[APLIQUE A LEITURA]
A. Por favor, repita sem alterações tudo o que vai de "Organizações de defesa" até "tempo para adaptação." no trecho fornecido.
B. Segundo o trecho fornecido, em que data começa a vigorar a obrigatoriedade de alguns itens da Instrução Normativa 113?

[TRECHO FORNECIDO]
· · · ·

Indústria já adota protocolos, destaca Santin | Foto: Edi Pereira/Divulgação/CP

Adaptação sem remuneração, diz Folador | Foto: Mauro Schaefer

Uma das discussões feitas pelos criadores de suínos diante da IN 113 foi a possibilidade de que a atividade de alguns deles ficasse inviabilizada com as novas exigências. O presidente da Associação de Criadores de Suínos do Rio Grande do Sul (Acsurs), Valdecir Folador, acredita que isso não deverá ocorrer em grande escala, somente em casos pontuais. “Concordemos ou não, não temos muito o que fazer a não ser ir colocando em ordem aquilo que precisa ser colocado nas granjas”, admite. O dirigente considera que a adoção das medidas pode ser importante para a manutenção de mercados, mas ressalta que o suinocultor não é remunerado para se adaptar às exigências. “O produtor tem que se adequar pela vontade do mercado e do consumidor”, define.

A indústria, por sua vez, alega que já está adotando protocolos relacionados ao tema. O presidente da Associação Brasileira de Proteína Animal (ABPA), Ricardo Santin, afirma que o bem-estar animal deve ser respeitado “dentro das regras possíveis”, equilibrando esses preceitos com a necessidade de levar comida à mesa do consumidor. “Tem que ser um bem-estar que o consumidor queira pagar por ele, mas, mais do que isso, um bem-estar que tenha base em ciência, onde o frango e o suíno possam ter seus movimentos naturais, mas possam ser protegidos também”, afirma, citando como exemplo a necessidade de aplicar medicamentos em caso de doenças e o risco sanitário para animais criados soltos.

 

Entidades criticam os prazos

Organizações de defesa do bem-estar animal elogiam a criação de regras para garantir conforto aos suínos, mas entendem que o período de adaptação das granjas deveria ser menor

Eliminação de situações de estresse, dor e sofrimento para os animais é meta das novas normas e também exigência crescente dos mercados | Foto:

A publicação da Instrução Normativa 113 foi motivo de comemoração entre entidades que defendem o bem-estar animal, porém os prazos para adaptação são considerados longos por essas organizações. Em alguns itens, a obrigatoriedade começa a vigorar somente em 1º de janeiro de 2045. A definição desses prazos foi uma demanda do setor produtivo. O entendimento é de que algumas das novas regras irão exigir mudanças na estrutura física das granjas, o que irá demandar tempo para adaptação.

· · · ·

Entradas de dados armazenados:
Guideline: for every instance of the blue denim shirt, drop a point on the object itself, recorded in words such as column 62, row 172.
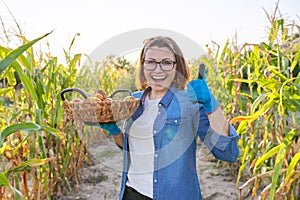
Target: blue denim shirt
column 176, row 129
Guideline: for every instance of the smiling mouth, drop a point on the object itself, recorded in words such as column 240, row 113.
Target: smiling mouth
column 157, row 78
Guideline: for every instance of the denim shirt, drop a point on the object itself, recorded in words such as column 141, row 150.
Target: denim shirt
column 175, row 131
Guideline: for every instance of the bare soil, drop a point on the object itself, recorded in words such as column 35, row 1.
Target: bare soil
column 101, row 180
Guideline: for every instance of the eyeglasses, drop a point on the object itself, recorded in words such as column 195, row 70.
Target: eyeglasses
column 165, row 65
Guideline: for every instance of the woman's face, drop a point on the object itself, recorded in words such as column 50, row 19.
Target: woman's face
column 159, row 80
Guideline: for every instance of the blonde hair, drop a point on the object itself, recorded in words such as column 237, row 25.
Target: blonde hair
column 182, row 75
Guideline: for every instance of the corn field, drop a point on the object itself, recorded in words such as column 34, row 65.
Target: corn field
column 42, row 153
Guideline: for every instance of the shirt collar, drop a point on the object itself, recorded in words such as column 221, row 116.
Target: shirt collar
column 167, row 98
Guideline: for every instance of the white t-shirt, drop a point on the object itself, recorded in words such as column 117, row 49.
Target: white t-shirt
column 141, row 146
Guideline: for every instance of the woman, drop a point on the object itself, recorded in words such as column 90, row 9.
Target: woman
column 159, row 140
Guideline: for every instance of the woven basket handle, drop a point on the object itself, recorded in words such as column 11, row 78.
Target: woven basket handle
column 118, row 91
column 71, row 90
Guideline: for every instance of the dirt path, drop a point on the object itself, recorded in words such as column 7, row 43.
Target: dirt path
column 101, row 181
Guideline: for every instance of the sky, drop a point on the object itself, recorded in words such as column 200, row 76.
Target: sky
column 98, row 21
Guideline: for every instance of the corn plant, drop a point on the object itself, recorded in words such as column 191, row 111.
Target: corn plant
column 110, row 74
column 39, row 160
column 262, row 82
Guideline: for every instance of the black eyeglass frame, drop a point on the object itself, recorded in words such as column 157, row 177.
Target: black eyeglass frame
column 159, row 63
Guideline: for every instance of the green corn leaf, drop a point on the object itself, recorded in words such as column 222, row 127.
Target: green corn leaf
column 28, row 165
column 54, row 131
column 292, row 165
column 279, row 160
column 257, row 102
column 28, row 127
column 27, row 82
column 13, row 55
column 296, row 60
column 267, row 155
column 18, row 127
column 4, row 181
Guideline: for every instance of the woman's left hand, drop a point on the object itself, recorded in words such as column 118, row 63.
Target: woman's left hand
column 198, row 91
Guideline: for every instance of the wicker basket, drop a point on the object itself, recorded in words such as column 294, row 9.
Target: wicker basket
column 90, row 111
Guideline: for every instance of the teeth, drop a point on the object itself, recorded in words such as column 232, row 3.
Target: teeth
column 158, row 77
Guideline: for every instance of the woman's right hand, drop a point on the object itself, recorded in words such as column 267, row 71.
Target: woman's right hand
column 112, row 128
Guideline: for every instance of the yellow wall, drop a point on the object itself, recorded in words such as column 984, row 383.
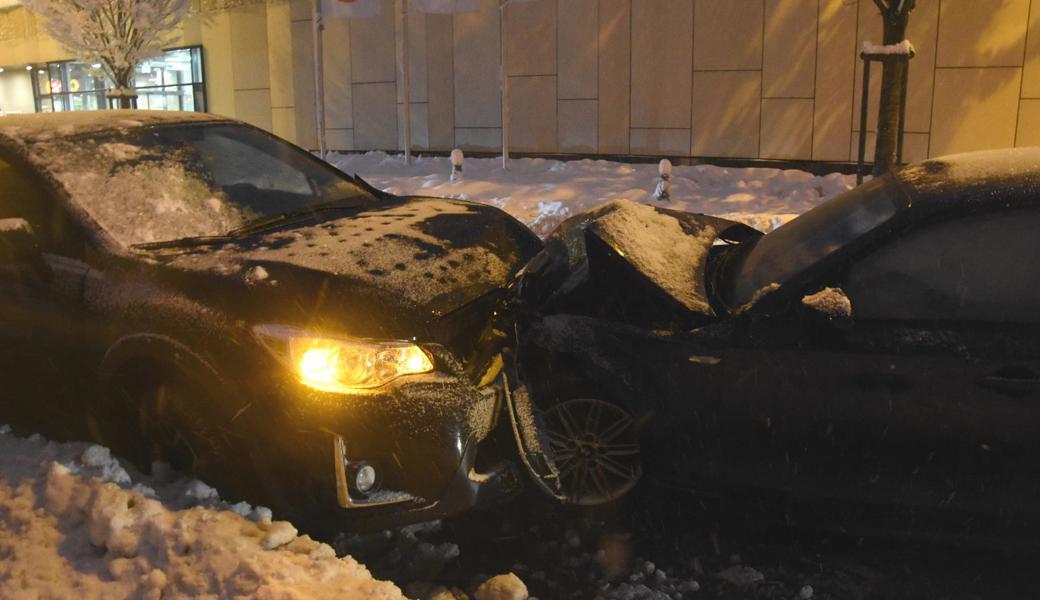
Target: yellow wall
column 741, row 78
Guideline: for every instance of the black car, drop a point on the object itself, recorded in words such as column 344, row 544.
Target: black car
column 881, row 350
column 188, row 288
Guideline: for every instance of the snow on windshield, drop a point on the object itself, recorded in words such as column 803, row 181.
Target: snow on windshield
column 138, row 194
column 391, row 248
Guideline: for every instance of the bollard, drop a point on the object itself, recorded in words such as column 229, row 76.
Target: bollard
column 457, row 158
column 664, row 190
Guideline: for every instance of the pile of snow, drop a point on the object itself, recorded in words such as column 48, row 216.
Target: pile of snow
column 75, row 524
column 544, row 192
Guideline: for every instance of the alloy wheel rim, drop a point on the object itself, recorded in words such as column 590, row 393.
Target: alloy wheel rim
column 596, row 449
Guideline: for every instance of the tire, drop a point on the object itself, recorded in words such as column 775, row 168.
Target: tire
column 160, row 417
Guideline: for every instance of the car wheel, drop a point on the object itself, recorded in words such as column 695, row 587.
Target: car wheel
column 160, row 418
column 596, row 449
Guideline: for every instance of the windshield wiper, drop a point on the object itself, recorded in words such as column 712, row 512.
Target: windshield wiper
column 265, row 223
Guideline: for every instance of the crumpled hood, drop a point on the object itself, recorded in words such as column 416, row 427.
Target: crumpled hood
column 427, row 254
column 647, row 262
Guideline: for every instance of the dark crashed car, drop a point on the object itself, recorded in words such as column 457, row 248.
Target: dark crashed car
column 879, row 355
column 191, row 289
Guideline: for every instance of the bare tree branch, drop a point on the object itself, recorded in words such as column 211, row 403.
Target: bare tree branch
column 117, row 33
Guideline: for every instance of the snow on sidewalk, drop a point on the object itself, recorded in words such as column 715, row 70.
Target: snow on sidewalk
column 543, row 192
column 73, row 524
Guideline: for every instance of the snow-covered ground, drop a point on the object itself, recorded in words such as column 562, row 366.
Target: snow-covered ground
column 543, row 192
column 75, row 524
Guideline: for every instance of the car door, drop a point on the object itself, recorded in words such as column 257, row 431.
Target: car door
column 953, row 310
column 41, row 324
column 923, row 401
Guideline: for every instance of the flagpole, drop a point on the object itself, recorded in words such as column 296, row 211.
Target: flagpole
column 319, row 79
column 407, row 70
column 503, row 74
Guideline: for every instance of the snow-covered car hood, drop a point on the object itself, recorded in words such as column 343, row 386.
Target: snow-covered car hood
column 644, row 261
column 429, row 255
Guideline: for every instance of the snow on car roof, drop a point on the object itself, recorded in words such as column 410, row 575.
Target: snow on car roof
column 46, row 126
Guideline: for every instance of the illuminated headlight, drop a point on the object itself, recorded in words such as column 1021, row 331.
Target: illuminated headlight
column 335, row 364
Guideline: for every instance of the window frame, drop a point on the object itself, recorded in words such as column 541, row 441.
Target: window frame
column 78, row 241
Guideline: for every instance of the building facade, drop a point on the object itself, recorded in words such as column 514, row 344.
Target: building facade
column 682, row 78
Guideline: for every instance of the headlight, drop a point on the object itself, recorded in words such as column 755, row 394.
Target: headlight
column 342, row 364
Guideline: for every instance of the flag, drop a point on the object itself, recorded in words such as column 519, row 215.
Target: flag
column 351, row 8
column 446, row 6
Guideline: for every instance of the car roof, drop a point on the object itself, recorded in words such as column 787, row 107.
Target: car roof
column 27, row 129
column 973, row 181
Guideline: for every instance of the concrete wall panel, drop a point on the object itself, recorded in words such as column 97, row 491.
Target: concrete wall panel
column 615, row 54
column 577, row 121
column 786, row 129
column 728, row 34
column 975, row 109
column 440, row 78
column 990, row 33
column 533, row 113
column 375, row 115
column 578, row 44
column 373, row 50
column 727, row 107
column 476, row 50
column 660, row 141
column 530, row 37
column 789, row 56
column 835, row 69
column 661, row 63
column 336, row 60
column 219, row 70
column 249, row 47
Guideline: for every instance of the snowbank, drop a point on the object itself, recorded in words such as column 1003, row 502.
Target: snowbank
column 544, row 192
column 74, row 524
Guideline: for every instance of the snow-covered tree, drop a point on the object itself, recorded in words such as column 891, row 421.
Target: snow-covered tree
column 119, row 34
column 895, row 15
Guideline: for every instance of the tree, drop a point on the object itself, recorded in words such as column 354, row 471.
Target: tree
column 119, row 34
column 895, row 16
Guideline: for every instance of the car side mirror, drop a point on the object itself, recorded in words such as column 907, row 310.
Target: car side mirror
column 830, row 305
column 20, row 251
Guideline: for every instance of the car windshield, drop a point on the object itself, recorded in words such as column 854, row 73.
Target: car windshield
column 795, row 246
column 164, row 183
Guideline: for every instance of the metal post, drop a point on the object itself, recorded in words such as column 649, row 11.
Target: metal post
column 862, row 120
column 319, row 79
column 503, row 74
column 407, row 71
column 903, row 108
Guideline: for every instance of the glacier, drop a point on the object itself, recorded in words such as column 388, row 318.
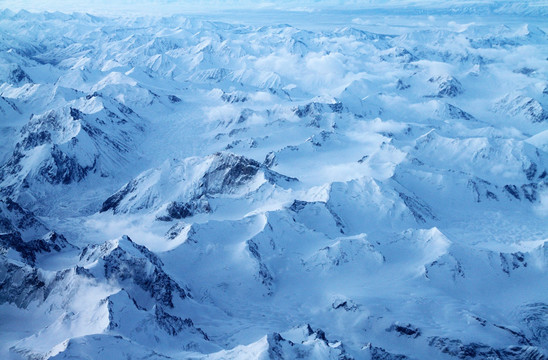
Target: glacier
column 315, row 180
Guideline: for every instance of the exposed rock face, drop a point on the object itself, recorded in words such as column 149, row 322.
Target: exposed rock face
column 136, row 268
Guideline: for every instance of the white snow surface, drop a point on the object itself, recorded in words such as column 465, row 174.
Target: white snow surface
column 302, row 184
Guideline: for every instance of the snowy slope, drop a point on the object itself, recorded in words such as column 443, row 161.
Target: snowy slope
column 180, row 187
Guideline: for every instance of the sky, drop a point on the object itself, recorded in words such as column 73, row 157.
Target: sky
column 163, row 7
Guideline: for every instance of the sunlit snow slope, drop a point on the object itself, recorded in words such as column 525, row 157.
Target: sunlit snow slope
column 185, row 188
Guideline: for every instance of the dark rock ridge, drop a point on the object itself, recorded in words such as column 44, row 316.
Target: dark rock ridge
column 132, row 265
column 225, row 174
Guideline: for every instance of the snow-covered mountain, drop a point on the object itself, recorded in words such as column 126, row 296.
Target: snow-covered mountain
column 180, row 187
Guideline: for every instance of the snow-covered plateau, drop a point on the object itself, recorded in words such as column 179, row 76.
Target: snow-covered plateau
column 275, row 184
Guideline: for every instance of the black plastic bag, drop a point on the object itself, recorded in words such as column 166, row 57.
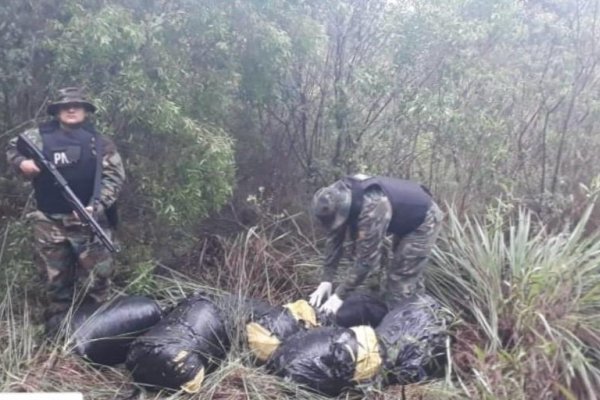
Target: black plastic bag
column 414, row 336
column 103, row 332
column 267, row 331
column 328, row 359
column 179, row 350
column 361, row 309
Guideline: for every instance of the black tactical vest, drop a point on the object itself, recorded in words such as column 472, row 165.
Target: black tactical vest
column 410, row 201
column 71, row 152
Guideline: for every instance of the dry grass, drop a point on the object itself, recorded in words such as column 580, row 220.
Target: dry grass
column 528, row 302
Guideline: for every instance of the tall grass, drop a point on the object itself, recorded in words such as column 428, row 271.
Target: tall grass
column 530, row 303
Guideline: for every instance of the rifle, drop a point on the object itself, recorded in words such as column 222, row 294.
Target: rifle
column 68, row 194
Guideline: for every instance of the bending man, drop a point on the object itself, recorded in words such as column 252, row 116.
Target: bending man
column 368, row 208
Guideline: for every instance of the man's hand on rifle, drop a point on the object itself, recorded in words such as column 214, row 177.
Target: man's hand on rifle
column 29, row 168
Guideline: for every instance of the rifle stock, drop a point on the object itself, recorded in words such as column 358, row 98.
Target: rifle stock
column 68, row 194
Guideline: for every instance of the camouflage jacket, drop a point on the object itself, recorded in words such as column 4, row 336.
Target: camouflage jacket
column 113, row 172
column 373, row 221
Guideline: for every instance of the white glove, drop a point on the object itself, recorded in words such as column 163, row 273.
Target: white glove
column 332, row 305
column 321, row 294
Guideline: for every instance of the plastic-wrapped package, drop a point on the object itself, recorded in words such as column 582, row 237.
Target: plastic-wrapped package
column 269, row 330
column 103, row 333
column 414, row 336
column 178, row 351
column 328, row 359
column 361, row 309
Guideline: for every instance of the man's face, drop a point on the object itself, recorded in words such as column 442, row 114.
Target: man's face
column 71, row 114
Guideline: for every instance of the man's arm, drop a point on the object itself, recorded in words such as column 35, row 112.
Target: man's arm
column 113, row 174
column 334, row 248
column 373, row 222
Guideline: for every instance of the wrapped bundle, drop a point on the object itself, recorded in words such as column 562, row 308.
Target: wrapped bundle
column 329, row 359
column 178, row 351
column 414, row 335
column 103, row 333
column 269, row 330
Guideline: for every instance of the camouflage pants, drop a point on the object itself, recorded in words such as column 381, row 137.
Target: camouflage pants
column 410, row 256
column 70, row 260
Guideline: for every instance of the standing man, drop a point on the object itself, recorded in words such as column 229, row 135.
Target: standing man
column 70, row 257
column 368, row 208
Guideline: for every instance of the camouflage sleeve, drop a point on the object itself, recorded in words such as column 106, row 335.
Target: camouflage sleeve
column 373, row 222
column 334, row 248
column 13, row 156
column 113, row 173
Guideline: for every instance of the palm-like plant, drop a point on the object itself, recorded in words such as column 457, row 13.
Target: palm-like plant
column 529, row 302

· · · ·

[RESPOSTAS ESPERADAS]
A.
Organizações de defesa do bem-estar animal elogiam a criação de regras para garantir conforto aos suínos, mas entendem que o período de adaptação das granjas deveria ser menor

Eliminação de situações de estresse, dor e sofrimento para os animais é meta das novas normas e também exigência crescente dos mercados | Foto:

A publicação da Instrução Normativa 113 foi motivo de comemoração entre entidades que defendem o bem-estar animal, porém os prazos para adaptação são considerados longos por essas organizações. Em alguns itens, a obrigatoriedade começa a vigorar somente em 1º de janeiro de 2045. A definição desses prazos foi uma demanda do setor produtivo. O entendimento é de que algumas das novas regras irão exigir mudanças na estrutura física das granjas, o que irá demandar tempo para adaptação.

B. Em 1º de janeiro de 2045.